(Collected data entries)
━━━━━━━━━━━━━━━━━━━━

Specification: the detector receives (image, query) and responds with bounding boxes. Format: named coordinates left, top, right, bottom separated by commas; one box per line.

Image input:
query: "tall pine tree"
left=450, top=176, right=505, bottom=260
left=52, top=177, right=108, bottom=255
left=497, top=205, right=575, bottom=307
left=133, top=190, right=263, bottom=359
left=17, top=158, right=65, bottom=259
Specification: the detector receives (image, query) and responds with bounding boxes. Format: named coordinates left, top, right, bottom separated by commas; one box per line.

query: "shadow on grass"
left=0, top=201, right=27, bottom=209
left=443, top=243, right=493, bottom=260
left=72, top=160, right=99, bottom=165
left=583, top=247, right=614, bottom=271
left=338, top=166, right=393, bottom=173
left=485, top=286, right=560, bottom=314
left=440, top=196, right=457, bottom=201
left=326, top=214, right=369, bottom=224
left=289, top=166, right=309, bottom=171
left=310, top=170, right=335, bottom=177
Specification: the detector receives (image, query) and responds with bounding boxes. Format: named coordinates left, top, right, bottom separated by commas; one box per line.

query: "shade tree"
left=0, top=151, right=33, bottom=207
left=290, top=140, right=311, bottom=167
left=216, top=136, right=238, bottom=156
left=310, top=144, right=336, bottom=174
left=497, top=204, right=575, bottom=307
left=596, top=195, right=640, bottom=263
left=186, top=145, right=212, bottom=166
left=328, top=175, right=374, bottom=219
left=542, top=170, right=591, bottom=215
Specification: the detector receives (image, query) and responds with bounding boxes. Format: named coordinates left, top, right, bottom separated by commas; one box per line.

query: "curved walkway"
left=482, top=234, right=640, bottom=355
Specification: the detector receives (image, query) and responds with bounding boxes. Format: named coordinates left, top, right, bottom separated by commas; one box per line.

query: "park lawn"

━━━━━━━━━━━━━━━━━━━━

== TASK ==
Provide an exact transcription of every entry above.

== TASK ANSWER ==
Specification: the detector receives (image, query) and responds with bounding boxes. Format: named coordinates left, top, right, bottom separated by commas; one box per line.

Image input:
query: "tall pine tree"
left=450, top=176, right=505, bottom=260
left=52, top=177, right=108, bottom=255
left=497, top=205, right=575, bottom=307
left=133, top=190, right=263, bottom=359
left=17, top=158, right=65, bottom=259
Specification: the detector receives (image, query) and responds with bounding boxes. Format: named coordinates left, top, right, bottom separated by commas; one box per line.

query: "shadow on grass"
left=0, top=201, right=27, bottom=209
left=443, top=243, right=493, bottom=260
left=72, top=160, right=99, bottom=165
left=583, top=247, right=614, bottom=271
left=338, top=166, right=393, bottom=173
left=485, top=286, right=560, bottom=314
left=440, top=196, right=457, bottom=201
left=326, top=214, right=369, bottom=224
left=289, top=166, right=309, bottom=171
left=310, top=170, right=335, bottom=177
Specification: the detector receives (image, query) and responds with bounding boxes. Format: named coordinates left, top, right, bottom separated by commas; one box per line.

query: "shade tree"
left=0, top=151, right=33, bottom=207
left=290, top=140, right=311, bottom=167
left=216, top=136, right=238, bottom=156
left=310, top=144, right=336, bottom=174
left=497, top=204, right=575, bottom=307
left=596, top=195, right=640, bottom=263
left=186, top=145, right=212, bottom=166
left=328, top=175, right=374, bottom=219
left=542, top=170, right=591, bottom=215
Specification: the detector receives (image, query) and responds with bounding boxes. Format: named coordinates left, top, right, bottom separated by commas; one box per line.

query: "curved walkway"
left=482, top=234, right=640, bottom=355
Specification: the detector receives (image, query) and responds with bounding boxes. Format: named coordinates left, top, right, bottom separated by commas; one box per line.

query: "park lawn"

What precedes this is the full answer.